• **DIRECTIONS FOR THIS TASK**:
Look through the data below for the line with "Target: arched entry opening" and the line with "indicate the arched window, one", then output those two and all lines in between, exactly as written.

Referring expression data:
::::::::::

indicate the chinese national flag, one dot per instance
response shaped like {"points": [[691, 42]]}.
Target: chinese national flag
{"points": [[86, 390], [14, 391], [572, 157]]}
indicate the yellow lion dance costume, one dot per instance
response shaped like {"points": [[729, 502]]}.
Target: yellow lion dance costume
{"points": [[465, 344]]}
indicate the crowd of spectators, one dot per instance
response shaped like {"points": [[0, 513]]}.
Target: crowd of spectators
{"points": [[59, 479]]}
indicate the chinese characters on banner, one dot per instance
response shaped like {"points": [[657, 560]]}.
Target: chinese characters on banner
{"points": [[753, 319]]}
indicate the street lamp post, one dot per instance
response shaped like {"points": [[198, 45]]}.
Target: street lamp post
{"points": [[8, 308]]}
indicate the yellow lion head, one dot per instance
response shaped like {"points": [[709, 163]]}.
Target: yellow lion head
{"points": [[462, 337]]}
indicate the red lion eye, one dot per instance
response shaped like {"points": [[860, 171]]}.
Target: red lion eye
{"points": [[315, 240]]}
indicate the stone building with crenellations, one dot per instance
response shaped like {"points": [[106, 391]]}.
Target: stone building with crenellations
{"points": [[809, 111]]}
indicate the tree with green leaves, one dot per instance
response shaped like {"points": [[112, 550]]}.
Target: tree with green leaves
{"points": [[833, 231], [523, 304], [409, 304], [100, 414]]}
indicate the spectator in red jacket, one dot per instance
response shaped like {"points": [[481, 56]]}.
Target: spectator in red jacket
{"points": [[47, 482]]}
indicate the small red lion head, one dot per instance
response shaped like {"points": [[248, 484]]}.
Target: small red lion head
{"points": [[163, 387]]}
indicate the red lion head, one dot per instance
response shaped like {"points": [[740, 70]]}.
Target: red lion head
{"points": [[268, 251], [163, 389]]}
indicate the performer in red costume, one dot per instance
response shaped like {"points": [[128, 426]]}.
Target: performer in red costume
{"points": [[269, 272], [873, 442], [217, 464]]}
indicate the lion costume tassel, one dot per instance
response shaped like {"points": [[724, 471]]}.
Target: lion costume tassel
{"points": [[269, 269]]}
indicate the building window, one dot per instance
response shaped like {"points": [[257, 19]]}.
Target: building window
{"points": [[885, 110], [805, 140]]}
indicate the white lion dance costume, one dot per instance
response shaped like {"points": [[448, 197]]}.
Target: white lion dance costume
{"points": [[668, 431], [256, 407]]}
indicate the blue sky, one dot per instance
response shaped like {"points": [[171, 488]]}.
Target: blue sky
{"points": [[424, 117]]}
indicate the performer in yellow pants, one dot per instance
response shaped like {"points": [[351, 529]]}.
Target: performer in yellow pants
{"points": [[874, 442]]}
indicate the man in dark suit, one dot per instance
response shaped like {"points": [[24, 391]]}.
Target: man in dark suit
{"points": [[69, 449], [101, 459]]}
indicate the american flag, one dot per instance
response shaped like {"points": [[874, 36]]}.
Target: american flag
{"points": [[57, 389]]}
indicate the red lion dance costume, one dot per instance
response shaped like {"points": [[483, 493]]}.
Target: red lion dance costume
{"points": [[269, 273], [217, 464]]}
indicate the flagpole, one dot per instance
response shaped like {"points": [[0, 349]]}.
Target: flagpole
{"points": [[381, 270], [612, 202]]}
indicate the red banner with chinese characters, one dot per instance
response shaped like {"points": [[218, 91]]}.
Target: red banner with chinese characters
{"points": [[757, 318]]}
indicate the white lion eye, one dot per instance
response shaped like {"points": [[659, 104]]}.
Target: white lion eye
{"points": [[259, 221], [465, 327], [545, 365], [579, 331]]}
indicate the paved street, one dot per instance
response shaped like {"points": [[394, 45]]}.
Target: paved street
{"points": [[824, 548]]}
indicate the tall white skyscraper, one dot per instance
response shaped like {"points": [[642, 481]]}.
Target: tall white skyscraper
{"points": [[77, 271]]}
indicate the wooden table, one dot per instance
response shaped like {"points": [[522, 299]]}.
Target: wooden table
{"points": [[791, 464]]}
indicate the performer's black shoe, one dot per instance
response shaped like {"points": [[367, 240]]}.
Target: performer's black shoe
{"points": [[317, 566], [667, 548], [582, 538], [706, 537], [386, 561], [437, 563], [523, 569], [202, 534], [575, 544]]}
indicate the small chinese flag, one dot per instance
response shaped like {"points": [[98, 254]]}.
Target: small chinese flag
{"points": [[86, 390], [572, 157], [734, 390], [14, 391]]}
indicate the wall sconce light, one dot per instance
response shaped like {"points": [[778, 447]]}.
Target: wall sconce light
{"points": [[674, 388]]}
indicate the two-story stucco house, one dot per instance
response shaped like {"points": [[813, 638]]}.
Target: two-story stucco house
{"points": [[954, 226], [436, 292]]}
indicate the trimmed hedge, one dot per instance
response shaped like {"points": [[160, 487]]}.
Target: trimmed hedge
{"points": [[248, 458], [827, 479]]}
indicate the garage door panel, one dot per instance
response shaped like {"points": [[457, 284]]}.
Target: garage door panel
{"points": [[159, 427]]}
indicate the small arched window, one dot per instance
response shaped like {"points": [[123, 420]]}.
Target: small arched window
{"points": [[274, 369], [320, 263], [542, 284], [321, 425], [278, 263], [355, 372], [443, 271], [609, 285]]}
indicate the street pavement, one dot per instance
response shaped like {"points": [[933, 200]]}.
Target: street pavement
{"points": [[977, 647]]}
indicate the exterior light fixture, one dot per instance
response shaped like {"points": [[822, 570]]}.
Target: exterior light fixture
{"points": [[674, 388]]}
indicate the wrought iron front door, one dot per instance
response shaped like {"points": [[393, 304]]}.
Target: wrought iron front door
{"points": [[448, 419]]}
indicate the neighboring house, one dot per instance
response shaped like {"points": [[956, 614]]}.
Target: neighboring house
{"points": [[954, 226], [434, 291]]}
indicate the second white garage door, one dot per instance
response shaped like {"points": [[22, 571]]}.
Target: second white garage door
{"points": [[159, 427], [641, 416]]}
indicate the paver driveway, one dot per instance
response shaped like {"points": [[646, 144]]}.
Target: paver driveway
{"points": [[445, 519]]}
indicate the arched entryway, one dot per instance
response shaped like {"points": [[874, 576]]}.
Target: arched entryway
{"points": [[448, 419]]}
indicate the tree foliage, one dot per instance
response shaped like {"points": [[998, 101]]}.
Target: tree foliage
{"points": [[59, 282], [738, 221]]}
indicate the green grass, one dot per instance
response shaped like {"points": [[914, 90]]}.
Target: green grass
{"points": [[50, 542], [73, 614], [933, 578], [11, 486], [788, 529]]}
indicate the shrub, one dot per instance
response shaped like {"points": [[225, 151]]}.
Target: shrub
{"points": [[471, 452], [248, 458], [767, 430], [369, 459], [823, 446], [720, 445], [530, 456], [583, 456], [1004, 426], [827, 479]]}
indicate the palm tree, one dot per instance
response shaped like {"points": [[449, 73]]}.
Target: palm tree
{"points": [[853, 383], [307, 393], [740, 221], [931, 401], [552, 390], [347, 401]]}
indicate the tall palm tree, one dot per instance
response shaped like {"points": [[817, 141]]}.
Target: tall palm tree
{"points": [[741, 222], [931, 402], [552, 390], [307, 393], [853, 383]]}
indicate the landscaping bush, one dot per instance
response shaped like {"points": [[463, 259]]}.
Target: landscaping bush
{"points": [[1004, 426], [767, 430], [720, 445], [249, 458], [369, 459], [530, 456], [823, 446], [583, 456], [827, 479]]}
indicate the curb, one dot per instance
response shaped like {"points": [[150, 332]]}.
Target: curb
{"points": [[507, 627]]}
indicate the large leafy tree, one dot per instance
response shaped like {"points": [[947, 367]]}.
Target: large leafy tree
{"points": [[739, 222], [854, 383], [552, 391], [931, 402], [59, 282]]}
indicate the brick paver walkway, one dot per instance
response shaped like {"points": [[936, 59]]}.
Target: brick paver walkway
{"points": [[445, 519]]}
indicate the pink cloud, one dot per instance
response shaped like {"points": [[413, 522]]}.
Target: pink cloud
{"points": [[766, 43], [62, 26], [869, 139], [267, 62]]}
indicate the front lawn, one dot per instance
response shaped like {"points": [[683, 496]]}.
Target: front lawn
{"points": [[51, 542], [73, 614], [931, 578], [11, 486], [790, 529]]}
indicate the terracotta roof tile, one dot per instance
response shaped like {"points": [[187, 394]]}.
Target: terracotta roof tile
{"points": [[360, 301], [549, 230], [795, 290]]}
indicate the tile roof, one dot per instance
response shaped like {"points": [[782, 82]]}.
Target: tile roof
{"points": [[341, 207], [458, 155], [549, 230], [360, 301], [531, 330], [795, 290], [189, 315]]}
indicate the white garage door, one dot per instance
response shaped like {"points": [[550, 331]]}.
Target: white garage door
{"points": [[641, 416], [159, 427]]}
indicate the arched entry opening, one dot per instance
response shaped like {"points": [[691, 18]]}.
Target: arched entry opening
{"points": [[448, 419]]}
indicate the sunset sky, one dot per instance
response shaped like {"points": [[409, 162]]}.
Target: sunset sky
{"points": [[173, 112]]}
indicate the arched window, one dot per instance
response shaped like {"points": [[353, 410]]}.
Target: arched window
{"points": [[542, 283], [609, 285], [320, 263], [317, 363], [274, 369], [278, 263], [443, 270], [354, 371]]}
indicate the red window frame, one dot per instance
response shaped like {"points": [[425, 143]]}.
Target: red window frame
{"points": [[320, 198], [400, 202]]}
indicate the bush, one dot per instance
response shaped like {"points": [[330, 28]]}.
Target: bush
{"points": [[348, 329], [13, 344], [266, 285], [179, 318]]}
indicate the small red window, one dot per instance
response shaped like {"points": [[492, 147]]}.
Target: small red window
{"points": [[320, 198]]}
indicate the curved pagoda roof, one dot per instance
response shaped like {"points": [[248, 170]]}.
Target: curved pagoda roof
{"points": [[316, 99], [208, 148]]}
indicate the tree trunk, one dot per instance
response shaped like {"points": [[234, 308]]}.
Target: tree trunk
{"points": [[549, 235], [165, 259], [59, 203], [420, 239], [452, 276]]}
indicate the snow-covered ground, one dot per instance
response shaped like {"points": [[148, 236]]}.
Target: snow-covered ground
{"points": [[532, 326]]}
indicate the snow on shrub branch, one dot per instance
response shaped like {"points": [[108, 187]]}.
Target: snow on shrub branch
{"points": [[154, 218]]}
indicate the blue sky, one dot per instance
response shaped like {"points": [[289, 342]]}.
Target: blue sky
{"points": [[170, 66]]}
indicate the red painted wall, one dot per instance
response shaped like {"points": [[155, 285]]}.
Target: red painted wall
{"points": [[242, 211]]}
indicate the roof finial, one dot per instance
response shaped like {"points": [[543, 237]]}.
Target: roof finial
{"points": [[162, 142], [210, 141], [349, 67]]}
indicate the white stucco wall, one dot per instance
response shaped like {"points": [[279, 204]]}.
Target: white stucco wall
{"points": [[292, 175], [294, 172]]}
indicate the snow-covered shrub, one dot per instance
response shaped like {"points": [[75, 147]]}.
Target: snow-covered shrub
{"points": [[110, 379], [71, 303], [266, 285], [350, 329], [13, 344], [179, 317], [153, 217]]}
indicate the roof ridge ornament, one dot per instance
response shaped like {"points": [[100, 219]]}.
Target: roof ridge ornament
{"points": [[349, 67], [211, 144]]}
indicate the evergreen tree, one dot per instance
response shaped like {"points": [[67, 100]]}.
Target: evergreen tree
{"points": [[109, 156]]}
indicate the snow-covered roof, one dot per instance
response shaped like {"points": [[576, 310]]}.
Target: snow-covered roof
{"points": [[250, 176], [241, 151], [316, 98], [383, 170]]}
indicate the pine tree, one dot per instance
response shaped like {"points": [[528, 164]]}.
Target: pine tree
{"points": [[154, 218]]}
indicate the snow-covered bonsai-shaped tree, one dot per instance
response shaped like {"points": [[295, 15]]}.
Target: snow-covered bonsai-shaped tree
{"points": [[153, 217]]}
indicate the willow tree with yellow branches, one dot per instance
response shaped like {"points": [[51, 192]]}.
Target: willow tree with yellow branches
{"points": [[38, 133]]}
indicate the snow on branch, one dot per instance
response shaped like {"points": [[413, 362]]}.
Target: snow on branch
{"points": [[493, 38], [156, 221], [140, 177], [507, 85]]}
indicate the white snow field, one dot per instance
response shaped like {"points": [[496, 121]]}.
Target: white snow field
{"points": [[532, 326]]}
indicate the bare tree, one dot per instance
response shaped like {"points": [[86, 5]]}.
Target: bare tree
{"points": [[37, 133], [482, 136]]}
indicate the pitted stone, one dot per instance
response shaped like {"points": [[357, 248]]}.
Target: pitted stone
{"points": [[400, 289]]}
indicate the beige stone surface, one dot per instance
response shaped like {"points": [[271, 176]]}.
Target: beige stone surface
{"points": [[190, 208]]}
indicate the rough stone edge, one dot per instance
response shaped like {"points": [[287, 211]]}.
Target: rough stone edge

::::::::::

• **SOLUTION TO THE EXERCISE**:
Target: arched entry opening
{"points": [[448, 419]]}
indicate the sunset sky, one dot per instance
response shaped like {"points": [[409, 162]]}.
Target: sunset sky
{"points": [[173, 112]]}
indicate the arched window, one dot per instance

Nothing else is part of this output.